Stored data
========================
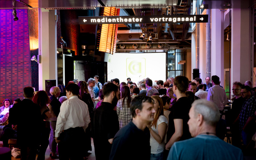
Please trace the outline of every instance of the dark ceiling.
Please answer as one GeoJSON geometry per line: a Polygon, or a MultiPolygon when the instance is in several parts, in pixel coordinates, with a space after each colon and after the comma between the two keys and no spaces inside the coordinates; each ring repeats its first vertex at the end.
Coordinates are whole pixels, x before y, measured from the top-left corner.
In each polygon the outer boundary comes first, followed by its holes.
{"type": "MultiPolygon", "coordinates": [[[[0,9],[33,8],[81,8],[102,6],[150,7],[180,6],[184,0],[0,0],[0,9]],[[15,4],[16,3],[16,4],[15,4]]],[[[186,1],[186,0],[185,0],[186,1]]],[[[204,0],[209,9],[224,9],[230,3],[231,8],[247,8],[256,0],[204,0]]]]}

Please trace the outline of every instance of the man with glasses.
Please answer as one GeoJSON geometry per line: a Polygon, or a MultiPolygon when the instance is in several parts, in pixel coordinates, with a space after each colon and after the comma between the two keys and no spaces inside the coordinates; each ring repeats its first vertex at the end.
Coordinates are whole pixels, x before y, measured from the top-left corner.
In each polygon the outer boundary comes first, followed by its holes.
{"type": "Polygon", "coordinates": [[[227,118],[228,122],[230,124],[230,130],[232,133],[232,145],[241,148],[241,134],[239,129],[238,121],[235,121],[242,110],[242,106],[244,99],[241,95],[241,89],[243,84],[239,82],[233,83],[232,92],[235,96],[232,99],[232,108],[230,112],[229,119],[227,118]]]}
{"type": "Polygon", "coordinates": [[[243,143],[246,146],[251,140],[256,129],[254,114],[256,101],[253,96],[252,96],[251,88],[249,86],[243,85],[241,94],[245,100],[243,104],[239,116],[239,124],[243,143]]]}

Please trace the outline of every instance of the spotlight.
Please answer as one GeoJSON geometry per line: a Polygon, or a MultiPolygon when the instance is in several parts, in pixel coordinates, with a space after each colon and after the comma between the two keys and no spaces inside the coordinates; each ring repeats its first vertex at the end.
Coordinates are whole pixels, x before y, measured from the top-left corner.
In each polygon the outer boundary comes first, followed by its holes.
{"type": "Polygon", "coordinates": [[[12,15],[13,15],[13,20],[18,20],[19,18],[17,17],[17,12],[16,11],[15,9],[13,9],[13,11],[12,11],[12,15]]]}
{"type": "Polygon", "coordinates": [[[41,55],[38,55],[37,59],[35,58],[35,55],[33,55],[33,56],[30,59],[31,61],[35,61],[36,62],[38,62],[38,63],[41,63],[41,55]]]}
{"type": "Polygon", "coordinates": [[[141,35],[140,35],[140,37],[139,39],[140,39],[141,40],[143,40],[144,39],[144,37],[145,37],[145,34],[144,34],[144,33],[143,33],[141,34],[141,35]]]}
{"type": "Polygon", "coordinates": [[[158,44],[158,48],[162,48],[163,47],[163,44],[158,44]]]}
{"type": "Polygon", "coordinates": [[[149,37],[148,37],[148,39],[147,43],[152,43],[152,36],[151,35],[151,33],[149,34],[149,37]]]}
{"type": "Polygon", "coordinates": [[[134,49],[137,49],[138,48],[138,44],[134,44],[132,45],[132,47],[134,49]]]}
{"type": "Polygon", "coordinates": [[[145,46],[146,47],[146,48],[150,48],[150,47],[151,47],[151,44],[146,44],[146,45],[145,45],[145,46]]]}
{"type": "Polygon", "coordinates": [[[121,49],[123,49],[125,47],[125,46],[124,44],[120,44],[119,47],[121,49]]]}

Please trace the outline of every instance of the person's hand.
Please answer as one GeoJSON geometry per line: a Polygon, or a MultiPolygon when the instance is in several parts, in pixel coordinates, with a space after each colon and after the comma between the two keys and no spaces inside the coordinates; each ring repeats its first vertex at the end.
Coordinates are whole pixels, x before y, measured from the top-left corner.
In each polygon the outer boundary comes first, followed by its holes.
{"type": "Polygon", "coordinates": [[[12,129],[16,131],[16,129],[17,129],[17,125],[12,125],[12,129]]]}
{"type": "Polygon", "coordinates": [[[58,143],[59,142],[61,142],[61,140],[58,140],[58,137],[55,137],[55,141],[56,141],[56,143],[58,143]]]}

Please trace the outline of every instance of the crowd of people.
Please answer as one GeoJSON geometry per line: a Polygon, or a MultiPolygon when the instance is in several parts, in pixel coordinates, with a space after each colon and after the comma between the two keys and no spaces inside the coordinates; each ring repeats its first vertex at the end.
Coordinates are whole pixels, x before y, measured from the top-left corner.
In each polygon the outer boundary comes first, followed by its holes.
{"type": "Polygon", "coordinates": [[[217,76],[205,84],[183,76],[137,84],[128,78],[102,84],[99,78],[70,81],[66,96],[60,97],[58,87],[49,98],[27,87],[22,101],[13,105],[5,99],[0,108],[0,122],[9,119],[0,136],[4,146],[17,139],[23,160],[37,154],[44,160],[48,145],[52,159],[84,160],[91,137],[97,160],[241,160],[241,149],[253,152],[256,100],[250,81],[233,83],[232,108],[224,112],[228,101],[217,76]],[[57,121],[46,121],[51,117],[57,121]],[[223,140],[227,126],[233,145],[223,140]]]}

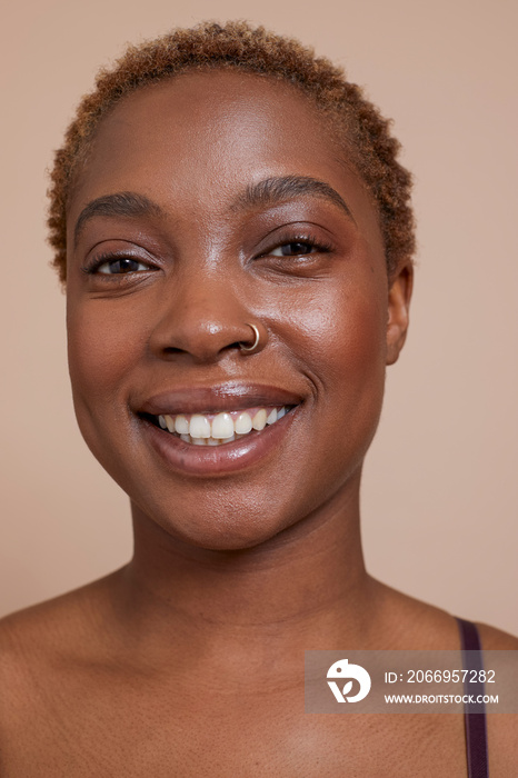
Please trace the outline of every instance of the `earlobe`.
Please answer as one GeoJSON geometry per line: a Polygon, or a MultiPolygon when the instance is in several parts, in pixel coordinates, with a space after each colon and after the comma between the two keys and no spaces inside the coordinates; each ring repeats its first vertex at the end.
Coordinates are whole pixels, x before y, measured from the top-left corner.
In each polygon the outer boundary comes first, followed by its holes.
{"type": "Polygon", "coordinates": [[[394,365],[407,337],[414,267],[409,262],[399,270],[388,293],[387,365],[394,365]]]}

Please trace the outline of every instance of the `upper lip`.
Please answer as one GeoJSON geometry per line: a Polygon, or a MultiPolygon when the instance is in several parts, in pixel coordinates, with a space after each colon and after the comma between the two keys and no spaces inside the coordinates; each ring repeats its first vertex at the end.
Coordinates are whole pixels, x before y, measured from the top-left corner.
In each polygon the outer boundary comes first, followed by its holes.
{"type": "Polygon", "coordinates": [[[287,389],[263,383],[232,381],[210,387],[181,386],[147,399],[139,408],[152,416],[169,413],[210,413],[245,410],[257,406],[296,406],[302,398],[287,389]]]}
========================
Prompt >> Exclude the images and reproduce the remaining data exactly.

Exercise response >>
Please trace the outline of every instance of the dark ceiling.
Please answer as one GeoJSON geometry per line: a Polygon, or a MultiPolygon when the instance is in several parts, in pixel coordinates, with a space after each colon and after the comma between the two keys and no spaces inside the coordinates; each ring repeats its first vertex at the end.
Coordinates are whole pixels, x before y, measured from the top-left corner.
In each polygon the outer boundary comes first, followed by its holes.
{"type": "MultiPolygon", "coordinates": [[[[0,9],[33,8],[81,8],[102,6],[150,7],[180,6],[184,0],[0,0],[0,9]],[[15,4],[16,3],[16,4],[15,4]]],[[[186,1],[186,0],[185,0],[186,1]]],[[[204,0],[209,9],[224,9],[230,3],[231,8],[247,8],[256,0],[204,0]]]]}

Please trace the outline of every instance of the man with glasses.
Please answer as one GeoJSON geometry per line: a Polygon, or a MultiPolygon when the instance is in several parts, in pixel coordinates, with a space after each colon and after the comma between the two keys and no spaces inside the coordinates; each ring repeats its first vertex at the end.
Coordinates are whole pixels, x before y, measured from the top-left corner.
In each polygon the outer boundary comes first, followed by its holes.
{"type": "Polygon", "coordinates": [[[227,118],[228,122],[230,124],[230,130],[232,133],[232,145],[241,148],[241,134],[239,129],[238,121],[235,121],[242,110],[242,106],[244,99],[241,95],[241,89],[243,84],[239,82],[233,83],[232,92],[235,96],[232,99],[232,108],[230,112],[229,119],[227,118]]]}
{"type": "Polygon", "coordinates": [[[243,143],[246,146],[251,140],[256,129],[254,114],[256,101],[253,96],[252,96],[251,88],[249,86],[243,85],[241,94],[245,100],[243,104],[239,116],[239,124],[243,143]]]}

Please trace the outline of every instance of the spotlight.
Please answer as one GeoJSON geometry per line: a Polygon, or a MultiPolygon when the instance is in several parts, in pixel coordinates, with a space after each colon and after the comma between the two keys and no spaces inside the coordinates; each ring repeats its first vertex at the end.
Coordinates are whole pixels, x before y, measured from the top-left corner.
In each polygon the outer boundary comes first, followed by its holes.
{"type": "Polygon", "coordinates": [[[12,15],[13,15],[13,20],[18,20],[19,18],[17,17],[17,12],[16,11],[15,9],[13,9],[13,11],[12,11],[12,15]]]}
{"type": "Polygon", "coordinates": [[[41,55],[38,55],[37,59],[35,58],[35,55],[33,55],[33,56],[30,59],[31,61],[35,61],[36,62],[38,62],[38,63],[41,63],[41,55]]]}
{"type": "Polygon", "coordinates": [[[141,35],[140,35],[140,37],[139,39],[140,39],[141,40],[143,40],[144,39],[144,37],[145,37],[145,34],[144,34],[144,33],[143,33],[141,34],[141,35]]]}
{"type": "Polygon", "coordinates": [[[158,44],[158,48],[162,48],[163,47],[163,44],[158,44]]]}
{"type": "Polygon", "coordinates": [[[149,37],[148,37],[148,39],[147,43],[152,43],[152,36],[151,35],[151,33],[149,34],[149,37]]]}
{"type": "Polygon", "coordinates": [[[134,49],[137,49],[138,48],[138,44],[134,44],[132,45],[132,47],[134,49]]]}
{"type": "Polygon", "coordinates": [[[145,46],[146,47],[146,48],[150,48],[150,47],[151,47],[151,44],[146,44],[146,45],[145,45],[145,46]]]}
{"type": "Polygon", "coordinates": [[[121,49],[123,49],[125,47],[125,46],[124,44],[120,44],[119,47],[121,49]]]}

Please trace the outline of every instance of the person's hand.
Please answer as one GeoJSON geometry per line: a Polygon, or a MultiPolygon when the instance is in several parts, in pixel coordinates, with a space after each colon and after the comma between the two keys and no spaces inside the coordinates; each ring repeats its first vertex at the end.
Coordinates are whole pixels, x before y, measured from the top-left corner.
In each polygon the outer boundary comes first, followed by its holes.
{"type": "Polygon", "coordinates": [[[12,129],[16,131],[16,129],[17,129],[17,125],[12,125],[12,129]]]}
{"type": "Polygon", "coordinates": [[[58,143],[59,142],[61,142],[61,140],[58,140],[58,137],[55,137],[55,141],[56,141],[56,143],[58,143]]]}

Please trace the outline of every instance of the crowd of people.
Please answer as one GeoJSON geometry per line: a Polygon, or a MultiPolygon when the instance is in several parts, in pixel coordinates, with a space after each colon and after the comma between the two keys and no spaces inside the coordinates; each ring repeats its first vertex at the end.
Coordinates are whole pixels, x before y, measured from the top-left corner.
In each polygon the outer boundary comes first, followed by its holes.
{"type": "Polygon", "coordinates": [[[217,76],[205,84],[183,76],[137,84],[128,78],[102,84],[99,78],[70,81],[66,96],[60,97],[58,87],[49,98],[27,87],[22,101],[13,105],[5,99],[0,108],[0,122],[9,119],[0,136],[4,146],[17,139],[23,160],[37,154],[44,160],[48,145],[52,159],[84,160],[91,137],[97,160],[241,160],[241,149],[253,152],[256,100],[250,81],[233,83],[232,108],[224,112],[228,101],[217,76]],[[57,121],[46,121],[51,117],[57,121]],[[223,140],[227,126],[233,145],[223,140]]]}

Please trace the outline of every instance of the `earlobe`.
Please answer as one GeoJSON geometry per line: a Polygon, or a MultiPolygon when the instance is in several parts, in pixel coordinates, with a space after each colon and after the comma between the two keys and no spaces inside the coordinates; each ring repeats its first vertex at the end.
Coordinates are whole pixels, x before y, measured from the top-left corner.
In each polygon the outer boundary comes first, followed by its holes.
{"type": "Polygon", "coordinates": [[[394,365],[407,337],[414,267],[409,262],[399,270],[388,293],[387,365],[394,365]]]}

Please trace the outline of every instance of the `upper lip`.
Please answer as one GeoJSON geometry per line: a Polygon, or a MultiPolygon when the instance is in several parts, in pixel coordinates, with a space after each colon and after the comma between the two keys and no spaces inside the coordinates; each ring repeats its first vertex at the end.
Coordinates are whole pixels, x before y, measured from the top-left corner.
In each polygon the outer boundary comes first, followed by its holes.
{"type": "Polygon", "coordinates": [[[287,389],[263,383],[232,381],[210,387],[181,386],[147,399],[139,408],[152,416],[169,413],[210,413],[245,410],[257,406],[296,406],[302,398],[287,389]]]}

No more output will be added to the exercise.